**Problem requirements:**
Every line of the data must be copied exactly.

**Records for the task:**
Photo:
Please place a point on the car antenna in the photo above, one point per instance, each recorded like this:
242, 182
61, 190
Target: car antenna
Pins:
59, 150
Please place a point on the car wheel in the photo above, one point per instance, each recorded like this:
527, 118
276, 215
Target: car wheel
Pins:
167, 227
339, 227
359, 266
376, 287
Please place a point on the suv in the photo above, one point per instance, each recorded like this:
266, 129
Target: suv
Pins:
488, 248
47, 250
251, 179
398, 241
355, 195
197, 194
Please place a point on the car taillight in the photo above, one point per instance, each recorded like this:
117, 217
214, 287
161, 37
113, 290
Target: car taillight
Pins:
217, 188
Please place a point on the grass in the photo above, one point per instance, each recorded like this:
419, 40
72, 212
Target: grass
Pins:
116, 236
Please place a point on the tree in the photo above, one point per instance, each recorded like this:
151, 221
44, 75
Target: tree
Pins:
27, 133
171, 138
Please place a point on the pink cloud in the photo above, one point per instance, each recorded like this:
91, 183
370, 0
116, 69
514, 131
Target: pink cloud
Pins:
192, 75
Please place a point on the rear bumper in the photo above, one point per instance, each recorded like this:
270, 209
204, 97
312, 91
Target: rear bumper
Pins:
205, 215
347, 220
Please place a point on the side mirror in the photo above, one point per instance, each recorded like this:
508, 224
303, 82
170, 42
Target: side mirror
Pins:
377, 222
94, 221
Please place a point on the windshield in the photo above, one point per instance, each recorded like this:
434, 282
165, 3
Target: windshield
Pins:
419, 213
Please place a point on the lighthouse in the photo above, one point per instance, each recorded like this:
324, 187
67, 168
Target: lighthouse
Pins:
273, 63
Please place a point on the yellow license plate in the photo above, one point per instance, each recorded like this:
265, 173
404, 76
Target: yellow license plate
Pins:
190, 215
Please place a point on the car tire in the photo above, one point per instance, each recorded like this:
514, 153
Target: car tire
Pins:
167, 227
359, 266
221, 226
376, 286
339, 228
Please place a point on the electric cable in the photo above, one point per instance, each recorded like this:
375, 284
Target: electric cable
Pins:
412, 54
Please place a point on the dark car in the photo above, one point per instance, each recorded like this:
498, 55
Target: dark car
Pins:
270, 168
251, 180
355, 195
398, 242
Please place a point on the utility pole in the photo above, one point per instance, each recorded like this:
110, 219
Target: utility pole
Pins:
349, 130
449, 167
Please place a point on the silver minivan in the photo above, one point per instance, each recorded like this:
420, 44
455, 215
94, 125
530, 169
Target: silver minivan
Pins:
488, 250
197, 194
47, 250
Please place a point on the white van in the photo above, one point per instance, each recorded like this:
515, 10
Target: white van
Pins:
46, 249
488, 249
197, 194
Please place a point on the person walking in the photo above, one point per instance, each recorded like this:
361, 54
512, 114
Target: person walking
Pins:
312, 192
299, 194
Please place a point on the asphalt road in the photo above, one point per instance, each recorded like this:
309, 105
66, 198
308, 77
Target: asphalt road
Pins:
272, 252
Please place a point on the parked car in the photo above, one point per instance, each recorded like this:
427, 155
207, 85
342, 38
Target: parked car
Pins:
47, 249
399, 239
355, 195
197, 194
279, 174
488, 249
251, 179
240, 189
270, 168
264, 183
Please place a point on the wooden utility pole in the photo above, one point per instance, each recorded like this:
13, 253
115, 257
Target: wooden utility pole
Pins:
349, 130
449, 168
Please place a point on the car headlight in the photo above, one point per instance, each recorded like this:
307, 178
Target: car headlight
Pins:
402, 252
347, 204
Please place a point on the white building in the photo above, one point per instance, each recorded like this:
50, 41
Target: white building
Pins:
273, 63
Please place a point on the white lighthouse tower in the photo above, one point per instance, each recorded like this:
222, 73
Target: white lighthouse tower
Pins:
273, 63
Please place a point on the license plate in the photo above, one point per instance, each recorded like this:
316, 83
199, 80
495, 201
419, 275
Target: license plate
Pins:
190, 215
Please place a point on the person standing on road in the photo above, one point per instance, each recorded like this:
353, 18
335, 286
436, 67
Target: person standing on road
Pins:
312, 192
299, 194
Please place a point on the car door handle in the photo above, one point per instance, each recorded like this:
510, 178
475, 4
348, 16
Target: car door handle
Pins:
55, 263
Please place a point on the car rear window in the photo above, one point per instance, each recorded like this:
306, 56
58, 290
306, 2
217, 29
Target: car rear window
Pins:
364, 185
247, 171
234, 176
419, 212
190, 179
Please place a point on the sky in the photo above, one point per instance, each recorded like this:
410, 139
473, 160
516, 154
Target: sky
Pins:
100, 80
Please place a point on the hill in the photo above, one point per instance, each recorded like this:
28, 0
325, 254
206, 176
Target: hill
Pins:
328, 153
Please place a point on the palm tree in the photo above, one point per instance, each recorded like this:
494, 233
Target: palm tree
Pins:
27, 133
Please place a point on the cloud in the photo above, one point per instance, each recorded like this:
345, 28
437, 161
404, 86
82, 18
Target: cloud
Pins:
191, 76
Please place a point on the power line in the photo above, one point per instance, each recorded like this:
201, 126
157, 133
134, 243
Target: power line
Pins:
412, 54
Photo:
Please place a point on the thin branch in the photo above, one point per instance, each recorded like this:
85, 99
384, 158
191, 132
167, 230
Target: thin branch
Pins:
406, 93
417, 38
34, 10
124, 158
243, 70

**Solved problem:**
Photo:
Please place a point on the car antenna in the photo above, one point per instance, each recorded like this:
242, 182
61, 190
Target: car antenna
Pins:
59, 150
Please place a point on the car wheel in the photo above, one point per instance, each recorded like this:
527, 118
276, 215
Target: car wheel
Pins:
167, 227
339, 227
359, 266
376, 287
Please place a point on the suv in the photo above, one point per instance, each recorded like this:
266, 129
Target: suv
Pins:
488, 248
47, 250
251, 179
398, 241
355, 195
197, 194
Please place a point on the car taillight in the photo above, one point per instance, each recorded like this:
117, 217
214, 287
161, 37
113, 290
Target: car taillight
Pins:
217, 188
Please place a point on the grass in the photo above, one point per instance, each recorded like this:
419, 40
72, 212
Target: grass
Pins:
116, 236
Please place a point on the tree in the photo above, one point per instance, each recorded like this:
151, 221
44, 75
Target: tree
Pins:
27, 133
171, 138
Please place a point on the pink cloud in the photo above, one point per instance, each recorded like this:
91, 183
370, 0
116, 69
514, 131
Target: pink cloud
Pins:
192, 75
Please place a point on the rear bumper in the photo above, one point per instance, each recorded like this:
270, 209
204, 97
312, 91
Target: rear bumper
Pins:
205, 215
347, 220
Please place a point on the side mirror in the photo above, one point per instance, each recorded like this:
508, 224
303, 82
170, 42
Target: side mirror
Pins:
377, 222
94, 221
Please place a point on the windshield in the photo above, one point per instance, each recorded like this:
434, 282
165, 3
Target: windshield
Pins:
419, 213
Please place a point on the lighthouse in the photo above, one point per instance, each recorded like this:
324, 187
67, 168
Target: lighthouse
Pins:
273, 63
Please place a point on the yellow license plate in the photo above, one point per instance, each recorded like this:
265, 173
404, 76
Target: yellow license plate
Pins:
190, 215
Please place a point on the car tire in the photo above, one point per instance, each recorded like this:
514, 153
Target: car tire
Pins:
167, 227
359, 266
221, 226
376, 286
339, 228
Please place a point on the electric cable in the photo above, one point per instance, each recorded like this:
375, 284
Target: electric cable
Pins:
412, 54
Please place a point on the dark car in the photo above, one point per instance, each recorded like this:
498, 55
Target: dark car
Pins:
270, 168
251, 180
355, 195
398, 242
Please place a point on the utility pole in the photo above, one point per instance, each recorded like this:
110, 219
Target: utility pole
Pins:
349, 130
449, 167
Please place a point on the silver minivan in the photo above, one point per instance, each recorded like this:
420, 44
455, 215
94, 125
530, 169
Target: silver minivan
Pins:
488, 250
197, 194
47, 250
Please place a point on the white van in the photo above, one point per instance, each recorded like this:
515, 10
Target: white van
Pins:
46, 249
488, 249
197, 194
Please place a point on the person walking in the photo above, one point per instance, each recorded like this:
361, 54
512, 114
Target: person walking
Pins:
312, 192
299, 194
Please place a point on the asphalt road in the photo above, one point per instance, each recorded like this:
309, 105
66, 198
308, 77
Target: asphalt road
Pins:
272, 252
Please place a point on the parked car in the photo above, one point per instance, each recorded like this:
427, 155
207, 85
342, 38
Target: parked car
Pins:
47, 249
399, 239
355, 195
197, 194
279, 174
488, 249
251, 179
240, 189
270, 168
264, 183
Please place a point on the wooden utility pole in the photo above, one point per instance, each recorded like this:
13, 253
115, 257
Target: wooden utility pole
Pins:
349, 130
449, 168
Please place a point on the car headlight in the photo above, one point per instance, each recorded like this:
307, 178
Target: car headlight
Pins:
402, 252
347, 204
Please place a point on the white building in the photo above, one point per instance, each recorded like this:
50, 41
Target: white building
Pins:
273, 63
Please place a point on the white lighthouse tower in the photo above, one point per instance, each recorded like this:
222, 73
Target: white lighthouse tower
Pins:
273, 63
Please place a point on the license plate in the photo above, one point per instance, each recorded like this:
316, 83
199, 80
495, 201
419, 275
Target: license plate
Pins:
190, 215
Please place a point on the person standing on road in the photo above, one point per instance, each recorded like this:
353, 18
335, 286
436, 67
Target: person standing on road
Pins:
312, 192
299, 194
Please place a point on the car door handle in the photo above, one point per instance, each recorded like this:
510, 178
475, 4
348, 16
Target: car door handle
Pins:
55, 263
Please place a point on the car rear window in the photo above, one point per instance, each recorded like this:
306, 56
58, 290
306, 2
217, 29
Target: car rear window
Pins:
364, 185
247, 171
234, 176
419, 212
190, 179
Please place a point on the sky in the photo above, one point per instance, each recorded like this:
410, 139
473, 160
516, 154
Target: sky
Pins:
100, 80
Please place a point on the hill in the photo above, one point per instance, each recorded like this:
28, 0
325, 254
206, 176
Target: hill
Pins:
328, 153
Please place a point on the palm tree in the photo above, one point per instance, each recorded like this:
494, 233
Target: palm tree
Pins:
27, 133
Please place a point on the cloud in the photo above, one point per instance, each recorded like this:
345, 28
437, 161
404, 86
82, 18
Target: cloud
Pins:
191, 76
Please place a point on the power line in the photo above, one point per instance, each recorded like this:
201, 126
157, 133
134, 243
Target: power line
Pins:
412, 54
Photo:
Please place a point on the thin branch in the photo above, one point per instance, each recorded like this:
85, 99
384, 158
191, 132
167, 230
Target: thin branch
Pins:
406, 93
417, 38
34, 10
124, 158
243, 70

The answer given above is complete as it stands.